## ENUNCIADO A
Cambia "bancarrota" por "quiebra" y reproduce el relato del antiguo hotel entre "Y, sin embargo, estoy" y "pequeño pago inicial.", ambos inclusive.

## TEXTO PROPORCIONADO
^^^^
¡Algo estaba pasando! Lo podía sentir en el aire. Habían pasado tres años desde que Darlene, los niños y yo nos despedimos de nuestro hogar en Lausana. Dar había dejado sus flores silvestres favoritas en los campos alrededor del hotel de Lausana y las estaba reemplazando por las brillantes flores de la Isla Grande de Hawái.
Giré la furgoneta de YWAM hacia el camino de acceso que conducía a los edificios en ruinas, medio ocultos por una jungla de arbustos y maleza. El cartel en la carretera principal, con algunas letras faltantes, decía “Pacific Empress Hotel”. Darlene, Karen, David y yo, ahora de ocho y seis años, nos sentamos apretados en el asiento delantero. Diez jóvenes más de YWAM estaban amontonados en la parte trasera de la furgoneta. Tres vehículos más nos seguían de cerca. Todos íbamos vestidos con nuestra ropa más vieja para el trabajo sucio que nos esperaba. Cuando llegamos al estacionamiento lleno de baches, Karen lo resumió muy bien:
—¡Qué desastre!
Y, sin embargo, estoy seguro de que todos estábamos viendo la propiedad con otros ojos también. El Señor estaba obrando. Miré la maraña de enredaderas tropicales que medio ocultaban el cuadrángulo de edificios. Ocho años atrás, antes de declararse en bancarrota, había sido el Pacific Empress Hotel. Las cuarenta y cinco acres suavemente inclinadas que rodeaban la propiedad habían sido el campo de golf del hotel. Habíamos asegurado toda esta tierra, en su ubicación privilegiada, con solo un pequeño pago inicial.
—Al menos tenemos una vista hermosa —dijo Dar. ¡Y tenía razón! Sobre nosotros se elevaba el pico de Hualalei, el volcán extinto, que nos daba tierras abundantemente fértiles. Abajo se extendía una vista panorámica de la Bahía de Kona con sus aguas turquesa y relucientes. Mientras miraba la bahía, podía imaginar un gran barco blanco anclado allí.
Comenzamos a trabajar despejando la maleza. Con machete y azadón en mano, me adentré en lo que había sido un jardín tropical alrededor de la piscina. En toda la propiedad, voluntarios entre el centenar de personal y estudiantes de nuestra actual Escuela de Evangelización atacaban el desorden.
Mientras caía en el ritmo de azadón, arrodillarme y arrancar maleza gruesa como puños, comencé a pensar en los resultados bastante notables de esa sesión de búsqueda toda la noche en el campamento de Kaneohe cuatro años atrás.
^^^^
Fragmentos de datos de anotación por puntos
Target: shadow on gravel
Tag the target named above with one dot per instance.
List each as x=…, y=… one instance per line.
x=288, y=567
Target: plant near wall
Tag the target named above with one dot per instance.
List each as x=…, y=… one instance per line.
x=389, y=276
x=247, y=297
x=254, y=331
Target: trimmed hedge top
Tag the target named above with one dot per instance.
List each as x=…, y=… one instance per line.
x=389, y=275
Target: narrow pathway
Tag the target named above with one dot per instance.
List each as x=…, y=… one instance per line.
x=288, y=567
^^^^
## ENUNCIADO B
Convierte el listado en un CSV de dos columnas, "enunciado" y "respuesta", desde su inicio hasta la línea que contiene "x=389, y=275", ambas inclusive. Usa una fila por cada enunciado con su respuesta, con cada valor entre comillas y los saltos de línea reemplazados por espacios.

## RESULTADO A
Y, sin embargo, estoy seguro de que todos estábamos viendo la propiedad con otros ojos también. El Señor estaba obrando. Miré la maraña de enredaderas tropicales que medio ocultaban el cuadrángulo de edificios. Ocho años atrás, antes de declararse en quiebra, había sido el Pacific Empress Hotel. Las cuarenta y cinco acres suavemente inclinadas que rodeaban la propiedad habían sido el campo de golf del hotel. Habíamos asegurado toda esta tierra, en su ubicación privilegiada, con solo un pequeño pago inicial.

## RESULTADO B
enunciado,respuesta
"Target: shadow on gravel Tag the target named above with one dot per instance. List each as x=…, y=… one instance per line.","x=288, y=567"
"Target: plant near wall Tag the target named above with one dot per instance. List each as x=…, y=… one instance per line.","x=389, y=276 x=247, y=297 x=254, y=331"
"Target: trimmed hedge top Tag the target named above with one dot per instance. List each as x=…, y=… one instance per line.","x=389, y=275"